> Estratto del testo:
####

Ad essa si accompagnava un’altra intuizione importante, quella della riscoperta e della valorizzazione della cucina di tradizione, anche qui facendo della gastronomia non soltanto una pratica alimentare ma un bene culturale destinato ad avere un peso e un riconoscimento crescenti. Su questa strada e sulla sua scia, tracciate in parallelo con il termolese Elio D’Ascenzo, si sono incamminate tra gli altri la sorella Rita e l’amica Anna Maria Lombardi, oltre a cuochi di alta professionalità, come Bobo, che hanno composto negli anni un affresco preziosissimo della cucina molisana di tradizione e delle sue più riuscite e accattivanti rivisitazioni. Enzo non solo ha fatto uno scavo profondo e credibile della civiltà della cucina molisana sotto il profilo antropologico, che gli ha fatto meritare un ruolo centrale nella locale Accademia italiana della cucina e poi la nomina a componente del Centro studi nazionale della stessa istituzione culturale, ma negli ultimi anni è riuscito a dare dignità letteraria a quella corposa materia in uno dei libri più originali e riusciti degli ultimi anni, quel Lunario dell’Osteria che si è meritato un’introduzione assai lusinghiera di Giose Rimanelli.

####

> Righe fornite:
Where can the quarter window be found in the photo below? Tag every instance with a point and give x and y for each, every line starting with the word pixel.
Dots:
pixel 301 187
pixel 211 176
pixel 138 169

####

> Consegne dell'esercizio:
1: Secondo il testo sulla cucina molisana, chi ha firmato l'introduzione al Lunario dell'Osteria?
2: Continua il testo sulla cucina molisana a partire dalla sua ultima frase.

> Soluzioni:
1: Giose Rimanelli.

2:
 

Il profilo culturale dei molisani

Quando la sua produzione editoriale nel corso degli anni Settanta e Ottanta diveniva fluente, il Molise viveva la sua profonda e contraddittoria modernizzazione che mutava il paradigma antropologico, sociale, economico e territoriale della regione. Giorgio Palmieri ha documentato come la produzione editoriale del ventennio postguerra in Molise sia stata poverissima. Questa tendenza s’inverte dopo quella fase, soprattutto per l’apporto dell’editrice che si incarnava nella persona e nell’impegno di Enzo. Il cambiamento non era solo il risultato di uno sforzo volontaristico, per quanto tenace, ma corrispondeva ad un bisogno più generale, mai così vivo, di definizione identitaria dei molisani. L’autonomia regionale era stata realizzata da alcuni lustri, la canalizzazione della spesa pubblica si sviluppava in dimensioni notevoli con l’entrata a regime delle regioni a statuto ordinario, tuttavia si avvertiva che l’esordio sul proscenio meridionale e nazionale comportava l’esigenza di una messa a punto di un profilo culturale sempre più pieno e credibile, in modo da rispondere a una domanda che tra il serio e il faceto si sentiva ripetere sempre più diffusamente: «Ma chi sono, che vogliono questi molisani?». Una domanda che, sempre tra il serio e il faceto, da tempo si aggiungeva a un’altra: «Ma dov’è questo benedetto Molise?».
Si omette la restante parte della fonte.